-- What you should do --
Format every line of the rows below as a Markdown table with the columns Line and Content, numbering the lines in order and skipping any blank ones. Omit the pictures.

-- Given information --
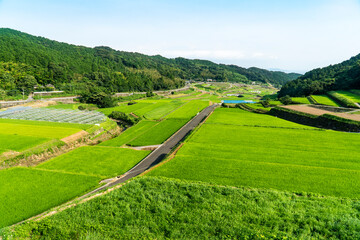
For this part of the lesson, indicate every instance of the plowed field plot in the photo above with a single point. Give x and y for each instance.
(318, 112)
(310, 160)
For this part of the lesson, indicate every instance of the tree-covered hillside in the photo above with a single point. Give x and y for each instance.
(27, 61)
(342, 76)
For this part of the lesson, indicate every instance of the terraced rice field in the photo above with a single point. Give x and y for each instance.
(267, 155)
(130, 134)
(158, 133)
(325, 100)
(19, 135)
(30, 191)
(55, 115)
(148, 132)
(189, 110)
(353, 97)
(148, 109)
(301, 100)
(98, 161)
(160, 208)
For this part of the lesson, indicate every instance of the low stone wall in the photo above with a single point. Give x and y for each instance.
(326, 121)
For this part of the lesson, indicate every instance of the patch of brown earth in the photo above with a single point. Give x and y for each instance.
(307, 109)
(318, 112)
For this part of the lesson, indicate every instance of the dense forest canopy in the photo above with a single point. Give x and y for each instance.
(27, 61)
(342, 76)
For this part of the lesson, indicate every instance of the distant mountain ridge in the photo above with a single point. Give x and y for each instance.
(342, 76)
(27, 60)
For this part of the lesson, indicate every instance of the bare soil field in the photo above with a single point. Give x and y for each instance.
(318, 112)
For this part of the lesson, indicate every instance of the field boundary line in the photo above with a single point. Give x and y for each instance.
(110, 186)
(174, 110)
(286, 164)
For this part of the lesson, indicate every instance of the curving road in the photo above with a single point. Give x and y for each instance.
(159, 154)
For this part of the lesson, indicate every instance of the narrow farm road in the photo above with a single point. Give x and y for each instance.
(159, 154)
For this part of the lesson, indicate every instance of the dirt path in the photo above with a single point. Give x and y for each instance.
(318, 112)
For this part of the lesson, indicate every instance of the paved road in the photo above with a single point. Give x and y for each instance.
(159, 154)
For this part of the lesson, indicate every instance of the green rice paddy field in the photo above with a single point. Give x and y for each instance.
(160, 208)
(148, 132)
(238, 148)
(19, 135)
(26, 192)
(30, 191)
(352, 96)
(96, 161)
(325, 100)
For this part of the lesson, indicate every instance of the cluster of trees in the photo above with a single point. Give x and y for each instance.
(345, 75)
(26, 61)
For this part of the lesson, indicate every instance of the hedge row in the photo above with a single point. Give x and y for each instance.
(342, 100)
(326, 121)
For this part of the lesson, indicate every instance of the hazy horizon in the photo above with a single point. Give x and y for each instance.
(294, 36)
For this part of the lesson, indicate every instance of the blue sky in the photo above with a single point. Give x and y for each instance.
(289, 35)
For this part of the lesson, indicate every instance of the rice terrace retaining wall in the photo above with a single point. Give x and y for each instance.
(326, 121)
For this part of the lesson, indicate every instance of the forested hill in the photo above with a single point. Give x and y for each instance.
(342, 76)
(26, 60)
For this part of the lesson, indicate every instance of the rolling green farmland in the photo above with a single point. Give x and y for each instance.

-- Reply to the exercise --
| Line | Content |
|---|---|
| 1 | For this part of the lesson, indicate every instance of the plowed field plot in the photo above with a single point. Give x and y for each instance. |
| 2 | (318, 112) |
| 3 | (310, 160) |
| 4 | For this part of the lesson, indicate every instance of the tree-covered hillside in the photo above with a single point. Give x and y for each instance. |
| 5 | (27, 61) |
| 6 | (342, 76) |
| 7 | For this part of the lesson, indicate every instance of the terraced rice field in the photo above with a single point. Give x and y for each instance. |
| 8 | (267, 155) |
| 9 | (130, 134) |
| 10 | (158, 133) |
| 11 | (325, 100) |
| 12 | (19, 135) |
| 13 | (30, 191) |
| 14 | (55, 115) |
| 15 | (148, 132) |
| 16 | (189, 110) |
| 17 | (353, 97) |
| 18 | (148, 109) |
| 19 | (301, 100) |
| 20 | (98, 161) |
| 21 | (160, 208) |
| 22 | For this part of the lesson, indicate every instance of the low stone wall in the photo above with a single point. Give x and y for each instance. |
| 23 | (326, 121) |
| 24 | For this part of the lesson, indicate every instance of the patch of brown earth in the photo above with a single point. Give x and y for each instance. |
| 25 | (307, 109) |
| 26 | (318, 112) |
| 27 | For this part of the lesson, indicate every instance of the dense forest canopy in the photo above with a single point. Give x and y for each instance. |
| 28 | (27, 61) |
| 29 | (342, 76) |
| 30 | For this part of the lesson, indicate every instance of the distant mountain ridge in the photo above with a single point. Give x and y for each instance. |
| 31 | (342, 76) |
| 32 | (27, 60) |
| 33 | For this part of the lesson, indicate every instance of the bare soil field in the photo above with a single point. Give x and y for each instance. |
| 34 | (318, 112) |
| 35 | For this part of the lesson, indicate every instance of the field boundary line in the photo above with a single point. Give x and y for each instance. |
| 36 | (110, 186) |
| 37 | (174, 110) |
| 38 | (286, 164) |
| 39 | For this part of the lesson, indicate every instance of the curving road in the photo above with a single point. Give x and y for each instance. |
| 40 | (159, 154) |
| 41 | For this part of the lesson, indicate every instance of the narrow farm road in the photo above with a single point. Give x and y for each instance. |
| 42 | (159, 154) |
| 43 | For this part of the lesson, indicate every instance of the dirt path in the photo above with a single point. Give x and y for each instance. |
| 44 | (318, 112) |
| 45 | For this part of the lesson, indicate every instance of the paved road in the photo above with a single point. Give x and y for each instance. |
| 46 | (159, 154) |
| 47 | For this part of the lesson, indicate every instance of the green rice paddy field in the photo above with a single point. Give x and y for each instance. |
| 48 | (160, 208) |
| 49 | (148, 132) |
| 50 | (238, 148) |
| 51 | (19, 135) |
| 52 | (26, 192) |
| 53 | (30, 191) |
| 54 | (352, 96) |
| 55 | (96, 161) |
| 56 | (325, 100) |
| 57 | For this part of the lesson, indicate every instance of the cluster of trees in the photo above with a single point. Give x and y for each instance. |
| 58 | (345, 75) |
| 59 | (26, 61) |
| 60 | For this part of the lesson, indicate every instance of the hedge row in the photo above with a single point. Give x and y for each instance. |
| 61 | (342, 100) |
| 62 | (326, 121) |
| 63 | For this part of the lesson, indicate every instance of the hazy horizon in the photo above with a single point. Give x and y for each instance. |
| 64 | (294, 36) |
| 65 | For this part of the lesson, indicate every instance of the blue sky in the photo above with a single point. Give x and y for each instance. |
| 66 | (289, 35) |
| 67 | For this part of the lesson, indicate every instance of the rice terrace retaining wall in the photo above with a single point. Give x and y for each instance. |
| 68 | (326, 121) |
| 69 | For this part of the lesson, indicate every instance of the forested hill in the photo above with a single point. Give x and y for each instance. |
| 70 | (342, 76) |
| 71 | (26, 60) |
| 72 | For this part of the lesson, indicate every instance of the rolling green farmland in the photo above with a single point. Give x and y for each instance. |